■ **Work item**:
A line qualifies if it holds the string "cabinet". Copy every qualifying line from the records.

■ **Entries shown**:
....
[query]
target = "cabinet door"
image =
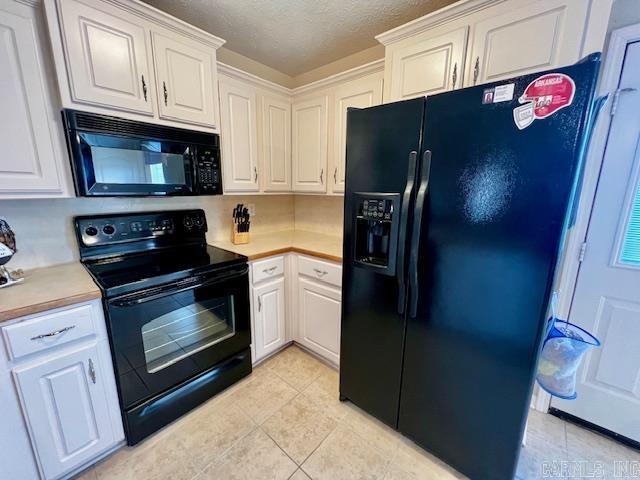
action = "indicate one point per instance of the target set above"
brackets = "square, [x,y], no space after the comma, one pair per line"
[239,137]
[542,35]
[269,317]
[319,318]
[66,409]
[430,66]
[185,79]
[309,145]
[31,160]
[107,58]
[361,93]
[276,144]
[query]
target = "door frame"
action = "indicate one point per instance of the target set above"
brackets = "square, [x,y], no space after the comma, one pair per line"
[567,275]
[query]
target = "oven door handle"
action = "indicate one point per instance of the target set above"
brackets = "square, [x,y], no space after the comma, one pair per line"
[143,297]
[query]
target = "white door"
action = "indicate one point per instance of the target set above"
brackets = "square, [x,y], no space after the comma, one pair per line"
[607,296]
[239,137]
[269,317]
[539,36]
[185,79]
[309,144]
[319,313]
[30,160]
[428,67]
[66,408]
[276,144]
[107,58]
[361,93]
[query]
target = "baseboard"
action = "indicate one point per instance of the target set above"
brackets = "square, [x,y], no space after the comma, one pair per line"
[595,428]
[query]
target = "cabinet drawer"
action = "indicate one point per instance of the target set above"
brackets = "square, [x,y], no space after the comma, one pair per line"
....
■ **Written solution**:
target = "cabinet door"
target = "cabinet drawer"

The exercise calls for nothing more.